» REQUIREMENT
According to the invention summary, what can supply the potential difference applied between the electrodes?

» DOCUMENT SECTION
Summary of the Invention

Aspects of the invention are set out in the accompanying claims. Viewed from a first aspect there is provided a filtration system for a ground-based vehicle wherein air is caused to pass through a semi-permeable membrane, the filter comprising a pair of air permeable electrodes wherein a potential difference is applied between the electrodes and wherein the air is caused in use to pass through a both electrodes and the semi-permeable membrane.

Thus, the technology described herein with reference to an air-borne vehicle can equally be applied to a ground based vehicle. Air cleaning on a far greater scale can thus be realised in a cost effective way. The potential difference may be provided by the electrical systems of the vehicle. Thus a separate electrical supply is not required.

The semi-permeable membrane may be a synthetic fibre or glass fibre, such as a filter cloth which is electrically conductive as one example.

The semi-permeable membrane also be in the form of a multi-layered filter cloth having inside electrically conductive wiring. The cleaning effect can then be increased for the same cross-sectional area. Such layers may be pressed or otherwise assembled together. The system may also include a selectively attachable vacuum system arranged in use to cause a reverse flow of air through the filtration system. Thus the system can be conveniently cleaned. The vacuum systems may have a concave cover attached on top of the filtration system and a hose arranged to supply a vacuum. The system may further comprise a charging connection point for electric cars and wherein the vacuum is generated simultaneously whilst the car is charged.

» SUPPLIED RECORDS
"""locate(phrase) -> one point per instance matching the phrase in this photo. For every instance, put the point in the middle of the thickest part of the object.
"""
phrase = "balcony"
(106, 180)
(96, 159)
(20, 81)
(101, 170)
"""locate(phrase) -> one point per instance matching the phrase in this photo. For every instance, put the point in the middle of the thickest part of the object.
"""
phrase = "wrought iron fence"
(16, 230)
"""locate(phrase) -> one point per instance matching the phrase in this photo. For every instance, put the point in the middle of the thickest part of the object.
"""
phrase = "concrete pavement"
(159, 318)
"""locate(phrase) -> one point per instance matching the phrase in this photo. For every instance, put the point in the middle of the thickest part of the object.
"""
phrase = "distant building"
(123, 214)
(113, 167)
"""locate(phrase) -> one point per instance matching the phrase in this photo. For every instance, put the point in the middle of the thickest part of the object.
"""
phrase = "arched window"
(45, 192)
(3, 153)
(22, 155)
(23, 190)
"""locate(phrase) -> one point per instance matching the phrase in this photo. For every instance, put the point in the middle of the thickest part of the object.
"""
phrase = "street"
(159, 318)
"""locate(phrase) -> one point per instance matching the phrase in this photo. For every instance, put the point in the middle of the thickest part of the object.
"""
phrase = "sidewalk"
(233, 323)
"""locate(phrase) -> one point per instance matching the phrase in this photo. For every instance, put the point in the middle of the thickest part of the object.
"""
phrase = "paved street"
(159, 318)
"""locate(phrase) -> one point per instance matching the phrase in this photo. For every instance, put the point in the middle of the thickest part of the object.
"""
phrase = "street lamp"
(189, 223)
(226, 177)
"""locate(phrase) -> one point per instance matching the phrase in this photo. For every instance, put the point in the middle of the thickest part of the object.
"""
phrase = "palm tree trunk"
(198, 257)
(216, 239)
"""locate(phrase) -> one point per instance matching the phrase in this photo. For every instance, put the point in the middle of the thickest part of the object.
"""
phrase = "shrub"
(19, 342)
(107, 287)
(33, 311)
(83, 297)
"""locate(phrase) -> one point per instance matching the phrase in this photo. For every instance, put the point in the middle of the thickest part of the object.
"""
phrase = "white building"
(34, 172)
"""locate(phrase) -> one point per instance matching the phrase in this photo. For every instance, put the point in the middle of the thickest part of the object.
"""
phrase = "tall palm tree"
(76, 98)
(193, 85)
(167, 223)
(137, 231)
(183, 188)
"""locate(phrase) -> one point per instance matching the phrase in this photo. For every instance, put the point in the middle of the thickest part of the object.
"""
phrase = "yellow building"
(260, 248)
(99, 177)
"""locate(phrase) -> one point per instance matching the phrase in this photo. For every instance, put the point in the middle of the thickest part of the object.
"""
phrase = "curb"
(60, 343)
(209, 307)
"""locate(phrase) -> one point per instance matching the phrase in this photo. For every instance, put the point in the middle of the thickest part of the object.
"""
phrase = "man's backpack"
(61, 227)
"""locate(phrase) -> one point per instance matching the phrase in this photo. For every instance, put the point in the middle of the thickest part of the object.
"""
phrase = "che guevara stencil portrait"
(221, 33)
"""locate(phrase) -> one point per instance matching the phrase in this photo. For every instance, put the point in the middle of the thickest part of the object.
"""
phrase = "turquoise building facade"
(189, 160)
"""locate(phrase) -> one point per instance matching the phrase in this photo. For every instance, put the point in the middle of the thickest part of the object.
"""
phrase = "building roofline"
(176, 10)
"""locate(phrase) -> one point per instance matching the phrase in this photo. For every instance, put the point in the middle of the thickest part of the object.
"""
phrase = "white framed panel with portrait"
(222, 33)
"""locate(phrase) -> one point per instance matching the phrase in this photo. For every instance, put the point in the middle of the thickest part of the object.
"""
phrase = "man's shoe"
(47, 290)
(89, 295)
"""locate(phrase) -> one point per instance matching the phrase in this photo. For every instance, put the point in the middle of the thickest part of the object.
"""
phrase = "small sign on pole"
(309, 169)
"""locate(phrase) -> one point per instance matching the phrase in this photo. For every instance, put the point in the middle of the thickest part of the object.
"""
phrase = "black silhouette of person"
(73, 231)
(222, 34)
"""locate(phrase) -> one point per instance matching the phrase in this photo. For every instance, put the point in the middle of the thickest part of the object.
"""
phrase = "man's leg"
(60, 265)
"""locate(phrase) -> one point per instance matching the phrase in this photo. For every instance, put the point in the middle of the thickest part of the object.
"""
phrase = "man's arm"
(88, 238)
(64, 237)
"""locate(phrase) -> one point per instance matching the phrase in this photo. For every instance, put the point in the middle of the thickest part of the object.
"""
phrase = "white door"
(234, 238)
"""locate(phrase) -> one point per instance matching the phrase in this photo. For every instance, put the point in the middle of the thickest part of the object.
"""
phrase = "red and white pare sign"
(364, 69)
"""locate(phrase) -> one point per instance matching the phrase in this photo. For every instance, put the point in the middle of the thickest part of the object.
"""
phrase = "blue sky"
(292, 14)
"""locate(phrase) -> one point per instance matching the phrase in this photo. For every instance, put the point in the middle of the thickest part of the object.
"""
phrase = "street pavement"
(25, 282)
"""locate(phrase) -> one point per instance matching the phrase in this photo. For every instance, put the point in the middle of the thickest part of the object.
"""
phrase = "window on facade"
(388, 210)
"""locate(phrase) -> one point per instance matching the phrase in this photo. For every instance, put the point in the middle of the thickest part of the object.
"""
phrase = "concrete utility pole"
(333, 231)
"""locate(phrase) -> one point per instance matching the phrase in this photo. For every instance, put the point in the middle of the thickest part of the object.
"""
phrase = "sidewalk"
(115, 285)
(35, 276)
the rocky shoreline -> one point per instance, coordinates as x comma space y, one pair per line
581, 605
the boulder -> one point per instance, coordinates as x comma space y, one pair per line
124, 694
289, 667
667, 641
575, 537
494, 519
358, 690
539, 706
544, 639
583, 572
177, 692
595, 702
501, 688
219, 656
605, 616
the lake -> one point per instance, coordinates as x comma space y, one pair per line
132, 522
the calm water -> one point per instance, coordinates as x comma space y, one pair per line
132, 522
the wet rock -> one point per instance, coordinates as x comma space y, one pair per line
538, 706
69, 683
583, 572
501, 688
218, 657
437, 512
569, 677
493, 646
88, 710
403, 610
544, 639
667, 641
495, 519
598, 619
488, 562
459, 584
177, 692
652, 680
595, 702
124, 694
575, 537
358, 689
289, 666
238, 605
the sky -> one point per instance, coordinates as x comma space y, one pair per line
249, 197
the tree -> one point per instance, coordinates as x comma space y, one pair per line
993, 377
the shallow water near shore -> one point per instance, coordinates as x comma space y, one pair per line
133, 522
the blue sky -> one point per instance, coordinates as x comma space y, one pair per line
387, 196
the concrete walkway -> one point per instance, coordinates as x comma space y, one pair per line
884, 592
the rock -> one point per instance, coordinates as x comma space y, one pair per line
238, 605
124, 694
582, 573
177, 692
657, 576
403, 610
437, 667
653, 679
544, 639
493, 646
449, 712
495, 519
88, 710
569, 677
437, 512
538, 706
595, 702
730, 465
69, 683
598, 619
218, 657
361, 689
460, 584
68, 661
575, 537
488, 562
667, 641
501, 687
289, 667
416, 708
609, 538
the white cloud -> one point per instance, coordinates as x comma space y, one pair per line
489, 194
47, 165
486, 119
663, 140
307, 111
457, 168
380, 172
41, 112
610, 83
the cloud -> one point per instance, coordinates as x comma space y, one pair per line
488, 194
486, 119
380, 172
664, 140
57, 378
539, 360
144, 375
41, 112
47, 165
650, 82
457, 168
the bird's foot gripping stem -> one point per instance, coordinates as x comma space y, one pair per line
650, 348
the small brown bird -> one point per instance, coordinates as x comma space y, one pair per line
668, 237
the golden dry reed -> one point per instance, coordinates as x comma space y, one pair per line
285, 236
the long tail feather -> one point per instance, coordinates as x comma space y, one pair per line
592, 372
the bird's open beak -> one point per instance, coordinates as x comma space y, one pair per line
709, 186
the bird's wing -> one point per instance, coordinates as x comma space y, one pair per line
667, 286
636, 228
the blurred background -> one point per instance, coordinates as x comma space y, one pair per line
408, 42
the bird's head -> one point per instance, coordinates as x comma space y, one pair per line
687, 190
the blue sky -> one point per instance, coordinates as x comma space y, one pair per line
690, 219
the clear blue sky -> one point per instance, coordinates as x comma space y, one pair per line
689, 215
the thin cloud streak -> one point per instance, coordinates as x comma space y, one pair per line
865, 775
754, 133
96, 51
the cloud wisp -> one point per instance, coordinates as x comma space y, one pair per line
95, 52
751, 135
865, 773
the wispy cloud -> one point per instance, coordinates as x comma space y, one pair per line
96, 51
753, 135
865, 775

» REPLY
The vehicle's electrical systems.